11 novembre 2007

Persuasion 101

Cette année dans ma classe, je dois user de stratégie et de persuasion pour une chose pour laquelle je n'aurais jamais pensé avoir à le faire.

C'est que, voyez-vous, depuis toutes les années où j'utilise ce système, jamais je n'ai vécu une situation où des enfants refusent systématiquement d'être mon bras droit (nom fictif) du jour. Depuis tout le temps où j'ai observé et utilisé ce système, je n'ai jamais vu ça; habituellement, ils ont tous hâte à ce que ce soit leur tour. Leur tour de dire bonjour à chaque ami en reconnaissant leur nom, leur tour de lire le calendrier et d'y dessiner la météo, leur tour de nous donner le menu du jour, leur tour de nommer les enfants pour les tours de paroles ou les jeux, leur tour de faire des commissions à l'extérieur de la classe avec un ami, leur tour de fermer la porte, leur tour de m'aider à distribuer des trucs, leur tour de faire le massage spécial de la relaxation, etc. Vous saisissez le principe. Ils ont hâte de faire ce qui est exclusivement réservé au bras droit.

* Consigne a *
Recopiez à l'identique, dans les entrées, tout ce qui va de la ligne contenant "Examine the photograph above and mark every utility" jusqu'à la ligne contenant "[606,370,637,549]", ces deux lignes comprises.

* Entrées de données *
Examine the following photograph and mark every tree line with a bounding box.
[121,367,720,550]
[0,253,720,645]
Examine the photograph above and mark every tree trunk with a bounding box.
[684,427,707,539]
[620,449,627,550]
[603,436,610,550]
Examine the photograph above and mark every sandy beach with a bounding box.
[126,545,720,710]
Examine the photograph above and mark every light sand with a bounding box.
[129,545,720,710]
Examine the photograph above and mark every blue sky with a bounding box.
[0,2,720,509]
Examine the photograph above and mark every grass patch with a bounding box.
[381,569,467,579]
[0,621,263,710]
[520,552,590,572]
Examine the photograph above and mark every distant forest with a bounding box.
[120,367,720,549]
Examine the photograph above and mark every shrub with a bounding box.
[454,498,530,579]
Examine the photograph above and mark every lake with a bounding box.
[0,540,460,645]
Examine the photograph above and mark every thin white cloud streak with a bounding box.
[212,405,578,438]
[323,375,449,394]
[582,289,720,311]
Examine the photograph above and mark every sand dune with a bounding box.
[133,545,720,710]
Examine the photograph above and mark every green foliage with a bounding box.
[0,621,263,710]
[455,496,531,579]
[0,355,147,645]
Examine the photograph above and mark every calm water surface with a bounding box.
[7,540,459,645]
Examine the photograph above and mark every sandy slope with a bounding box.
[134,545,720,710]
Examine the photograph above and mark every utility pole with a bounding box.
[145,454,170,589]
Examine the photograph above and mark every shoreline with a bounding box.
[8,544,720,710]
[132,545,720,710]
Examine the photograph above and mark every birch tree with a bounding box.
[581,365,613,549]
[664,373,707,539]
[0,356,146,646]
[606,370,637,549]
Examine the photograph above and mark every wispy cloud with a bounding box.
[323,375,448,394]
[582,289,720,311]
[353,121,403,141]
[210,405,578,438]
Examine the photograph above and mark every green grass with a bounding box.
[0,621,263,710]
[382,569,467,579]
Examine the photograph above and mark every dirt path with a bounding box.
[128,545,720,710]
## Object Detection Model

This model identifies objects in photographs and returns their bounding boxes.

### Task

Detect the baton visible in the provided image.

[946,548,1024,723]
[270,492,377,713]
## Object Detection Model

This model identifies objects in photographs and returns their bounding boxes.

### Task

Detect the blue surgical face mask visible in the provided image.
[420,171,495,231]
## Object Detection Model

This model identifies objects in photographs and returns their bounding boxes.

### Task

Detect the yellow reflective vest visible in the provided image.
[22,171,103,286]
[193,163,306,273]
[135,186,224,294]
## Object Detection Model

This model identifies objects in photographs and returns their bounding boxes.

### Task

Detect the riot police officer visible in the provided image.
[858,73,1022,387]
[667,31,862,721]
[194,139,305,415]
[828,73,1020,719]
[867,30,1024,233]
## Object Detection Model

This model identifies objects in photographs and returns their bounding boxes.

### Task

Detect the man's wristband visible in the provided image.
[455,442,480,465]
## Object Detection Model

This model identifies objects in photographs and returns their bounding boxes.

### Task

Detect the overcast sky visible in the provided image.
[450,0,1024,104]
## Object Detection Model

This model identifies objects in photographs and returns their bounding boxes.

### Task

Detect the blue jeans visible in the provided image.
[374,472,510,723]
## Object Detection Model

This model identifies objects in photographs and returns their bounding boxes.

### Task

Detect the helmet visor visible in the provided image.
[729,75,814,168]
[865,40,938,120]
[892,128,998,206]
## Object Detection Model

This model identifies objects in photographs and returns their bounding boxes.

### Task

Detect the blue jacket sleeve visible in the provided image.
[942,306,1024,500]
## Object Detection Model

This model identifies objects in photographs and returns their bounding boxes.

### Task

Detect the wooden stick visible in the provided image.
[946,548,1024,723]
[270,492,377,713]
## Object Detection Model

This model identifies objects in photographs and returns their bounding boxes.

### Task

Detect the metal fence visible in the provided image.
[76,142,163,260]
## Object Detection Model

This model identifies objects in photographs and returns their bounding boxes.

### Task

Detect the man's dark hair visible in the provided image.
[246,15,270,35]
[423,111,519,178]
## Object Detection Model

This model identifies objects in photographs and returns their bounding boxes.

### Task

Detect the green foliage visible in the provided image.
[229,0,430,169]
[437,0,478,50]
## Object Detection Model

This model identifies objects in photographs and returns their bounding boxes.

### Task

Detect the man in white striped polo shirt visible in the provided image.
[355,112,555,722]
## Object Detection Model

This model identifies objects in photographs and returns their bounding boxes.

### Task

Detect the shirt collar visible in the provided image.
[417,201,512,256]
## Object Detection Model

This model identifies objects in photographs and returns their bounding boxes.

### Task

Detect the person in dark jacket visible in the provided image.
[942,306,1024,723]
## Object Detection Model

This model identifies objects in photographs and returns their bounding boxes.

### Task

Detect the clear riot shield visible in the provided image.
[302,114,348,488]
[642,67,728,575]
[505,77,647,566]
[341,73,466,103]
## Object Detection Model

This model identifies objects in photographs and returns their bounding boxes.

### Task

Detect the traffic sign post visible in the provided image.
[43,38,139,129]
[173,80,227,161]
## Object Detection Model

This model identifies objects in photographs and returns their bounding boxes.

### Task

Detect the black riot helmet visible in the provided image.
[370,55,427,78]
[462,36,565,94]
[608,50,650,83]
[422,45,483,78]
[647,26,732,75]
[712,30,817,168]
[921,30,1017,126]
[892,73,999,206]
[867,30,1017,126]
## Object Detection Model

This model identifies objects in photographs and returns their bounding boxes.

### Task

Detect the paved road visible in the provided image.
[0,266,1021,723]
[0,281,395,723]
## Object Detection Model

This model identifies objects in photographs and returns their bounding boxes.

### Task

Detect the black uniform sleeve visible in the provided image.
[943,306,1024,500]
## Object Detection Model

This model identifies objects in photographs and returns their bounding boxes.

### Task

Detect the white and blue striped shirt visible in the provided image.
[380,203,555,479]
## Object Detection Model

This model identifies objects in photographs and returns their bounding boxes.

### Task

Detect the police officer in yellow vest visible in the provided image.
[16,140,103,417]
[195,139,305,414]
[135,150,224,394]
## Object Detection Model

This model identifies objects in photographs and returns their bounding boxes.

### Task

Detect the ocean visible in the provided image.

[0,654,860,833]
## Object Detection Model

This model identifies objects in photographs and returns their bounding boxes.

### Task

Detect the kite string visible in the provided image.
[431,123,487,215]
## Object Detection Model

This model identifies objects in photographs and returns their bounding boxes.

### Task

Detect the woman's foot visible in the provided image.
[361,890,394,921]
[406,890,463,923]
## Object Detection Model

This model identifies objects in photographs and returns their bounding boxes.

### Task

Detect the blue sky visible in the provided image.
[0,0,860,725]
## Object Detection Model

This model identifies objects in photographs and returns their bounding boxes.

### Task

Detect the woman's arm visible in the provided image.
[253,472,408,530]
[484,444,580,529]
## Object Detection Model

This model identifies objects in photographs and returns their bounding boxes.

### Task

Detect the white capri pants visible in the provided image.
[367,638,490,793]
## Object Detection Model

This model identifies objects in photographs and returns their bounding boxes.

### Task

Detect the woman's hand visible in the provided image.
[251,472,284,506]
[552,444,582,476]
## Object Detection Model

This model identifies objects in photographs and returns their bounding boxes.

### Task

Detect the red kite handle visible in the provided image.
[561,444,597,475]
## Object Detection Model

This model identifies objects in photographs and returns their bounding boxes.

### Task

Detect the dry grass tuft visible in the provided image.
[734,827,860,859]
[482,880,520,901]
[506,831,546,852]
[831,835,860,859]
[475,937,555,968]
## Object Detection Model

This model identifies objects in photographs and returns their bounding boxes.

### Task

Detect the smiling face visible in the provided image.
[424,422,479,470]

* Consigne b *
D'après l'extrait du document, que fait le bras droit du jour avec le calendrier ?

* Réponse rédigée a *
Examine the photograph above and mark every utility pole with a bounding box.
[145,454,170,589]
Examine the photograph above and mark every shoreline with a bounding box.
[8,544,720,710]
[132,545,720,710]
Examine the photograph above and mark every birch tree with a bounding box.
[581,365,613,549]
[664,373,707,539]
[0,356,146,646]
[606,370,637,549]

* Réponse rédigée b *
Il lit le calendrier et y dessine la météo.